START Excerpt
Eduardo Nava
- Country (sports): United States
- Born: March 11, 1997 (age 29) Northridge, United States
- Height: 1.80 m (5 ft 11 in)
- Plays: Right-handed (two-handed backhand)
- College: TCU Wake Forest
- Coach: Xóchitl Escobedo, Tony Bresky
- Prize money: US $18,279

Singles
- Career record: 0–1 (at ATP Tour level, Grand Slam level, and in Davis Cup)
- Career titles: 0
- Highest ranking: No. 792 (August 15, 2022)

Doubles
- Career record: 0–0 (at ATP Tour level, Grand Slam level, and in Davis Cup)
- Career titles: 0
- Highest ranking: No. 670 (July 3, 2023)

= Eduardo Nava (tennis) =

American tennis player

Eduardo Nava (born March 11, 1997) is an American tennis player. Nava has a career high ATP singles ranking of No. 792 achieved on August 15, 2022 and a career high ATP doubles ranking of No. 670 achieved on July 3, 2023.

Nava made his ATP main draw debut at the 2021 Winston-Salem Open after entering the singles main draw as a lucky loser. He lost to Thiago Monteiro 5–7, 1–6.

Nava played college tennis at TCU and Wake Forest University.

Nava comes from a family of athletes. He is the son of sprinter Eduardo Nava and tennis player Xóchitl Escobedo. His brother, Emilio Nava, and cousin, Ernesto Escobedo are both professional tennis players.
END Excerpt
Brief → Copy out the tennis player profile word for word, in full. The rows that follow have no connection to the profile of the tennis player.
START Data section
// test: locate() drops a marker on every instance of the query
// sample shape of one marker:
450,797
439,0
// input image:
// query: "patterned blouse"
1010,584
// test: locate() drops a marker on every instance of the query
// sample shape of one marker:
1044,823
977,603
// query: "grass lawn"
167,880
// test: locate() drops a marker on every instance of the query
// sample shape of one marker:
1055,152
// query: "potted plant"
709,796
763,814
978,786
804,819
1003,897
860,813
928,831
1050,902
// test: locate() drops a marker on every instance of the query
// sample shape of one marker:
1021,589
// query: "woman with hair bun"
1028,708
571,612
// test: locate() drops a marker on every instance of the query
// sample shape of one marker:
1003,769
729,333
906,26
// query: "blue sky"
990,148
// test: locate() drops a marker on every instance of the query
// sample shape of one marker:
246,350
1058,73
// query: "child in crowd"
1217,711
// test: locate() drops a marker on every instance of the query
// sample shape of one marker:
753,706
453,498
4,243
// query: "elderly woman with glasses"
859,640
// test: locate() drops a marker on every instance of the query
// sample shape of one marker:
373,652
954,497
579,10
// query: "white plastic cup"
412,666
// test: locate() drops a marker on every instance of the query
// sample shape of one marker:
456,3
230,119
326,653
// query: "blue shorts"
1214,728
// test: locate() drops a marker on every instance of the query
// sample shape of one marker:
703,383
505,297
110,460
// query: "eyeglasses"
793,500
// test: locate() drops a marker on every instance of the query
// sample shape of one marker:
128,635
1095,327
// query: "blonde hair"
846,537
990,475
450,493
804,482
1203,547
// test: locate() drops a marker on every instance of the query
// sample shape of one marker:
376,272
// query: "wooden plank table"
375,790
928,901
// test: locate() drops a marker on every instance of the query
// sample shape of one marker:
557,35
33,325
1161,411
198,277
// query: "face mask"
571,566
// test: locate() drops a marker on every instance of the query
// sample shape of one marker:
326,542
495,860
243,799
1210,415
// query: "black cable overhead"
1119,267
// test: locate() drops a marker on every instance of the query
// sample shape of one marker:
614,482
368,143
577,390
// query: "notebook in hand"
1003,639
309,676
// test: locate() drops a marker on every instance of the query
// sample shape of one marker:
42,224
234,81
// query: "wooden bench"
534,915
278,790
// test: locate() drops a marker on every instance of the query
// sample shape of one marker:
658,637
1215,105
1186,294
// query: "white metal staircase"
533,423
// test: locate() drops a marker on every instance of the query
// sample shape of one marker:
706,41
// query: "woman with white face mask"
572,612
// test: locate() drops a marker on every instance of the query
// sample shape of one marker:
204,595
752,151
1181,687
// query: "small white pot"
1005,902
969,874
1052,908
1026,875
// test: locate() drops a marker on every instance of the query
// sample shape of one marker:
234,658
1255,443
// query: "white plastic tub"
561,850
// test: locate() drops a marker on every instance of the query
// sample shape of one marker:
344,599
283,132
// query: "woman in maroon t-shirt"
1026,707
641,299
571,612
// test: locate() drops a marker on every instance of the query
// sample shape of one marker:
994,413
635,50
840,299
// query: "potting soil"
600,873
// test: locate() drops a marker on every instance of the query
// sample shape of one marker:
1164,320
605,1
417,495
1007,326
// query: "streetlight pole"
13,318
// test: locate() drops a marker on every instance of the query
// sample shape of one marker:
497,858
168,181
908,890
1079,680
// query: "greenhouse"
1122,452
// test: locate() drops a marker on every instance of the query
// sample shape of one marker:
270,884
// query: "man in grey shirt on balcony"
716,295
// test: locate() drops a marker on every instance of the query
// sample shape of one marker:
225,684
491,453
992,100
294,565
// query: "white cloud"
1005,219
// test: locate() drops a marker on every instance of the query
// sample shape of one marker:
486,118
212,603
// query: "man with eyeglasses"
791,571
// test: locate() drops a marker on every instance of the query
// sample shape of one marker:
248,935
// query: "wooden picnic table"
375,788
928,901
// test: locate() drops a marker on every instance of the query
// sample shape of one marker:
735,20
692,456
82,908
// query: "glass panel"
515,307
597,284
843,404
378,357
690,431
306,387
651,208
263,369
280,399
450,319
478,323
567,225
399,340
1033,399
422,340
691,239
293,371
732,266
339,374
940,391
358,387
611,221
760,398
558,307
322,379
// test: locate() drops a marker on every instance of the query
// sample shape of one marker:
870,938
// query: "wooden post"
END Data section
Solution to this problem →
Eduardo Nava
- Country (sports): United States
- Born: March 11, 1997 (age 29) Northridge, United States
- Height: 1.80 m (5 ft 11 in)
- Plays: Right-handed (two-handed backhand)
- College: TCU Wake Forest
- Coach: Xóchitl Escobedo, Tony Bresky
- Prize money: US $18,279

Singles
- Career record: 0–1 (at ATP Tour level, Grand Slam level, and in Davis Cup)
- Career titles: 0
- Highest ranking: No. 792 (August 15, 2022)

Doubles
- Career record: 0–0 (at ATP Tour level, Grand Slam level, and in Davis Cup)
- Career titles: 0
- Highest ranking: No. 670 (July 3, 2023)

= Eduardo Nava (tennis) =

American tennis player

Eduardo Nava (born March 11, 1997) is an American tennis player. Nava has a career high ATP singles ranking of No. 792 achieved on August 15, 2022 and a career high ATP doubles ranking of No. 670 achieved on July 3, 2023.

Nava made his ATP main draw debut at the 2021 Winston-Salem Open after entering the singles main draw as a lucky loser. He lost to Thiago Monteiro 5–7, 1–6.

Nava played college tennis at TCU and Wake Forest University.

Nava comes from a family of athletes. He is the son of sprinter Eduardo Nava and tennis player Xóchitl Escobedo. His brother, Emilio Nava, and cousin, Ernesto Escobedo are both professional tennis players.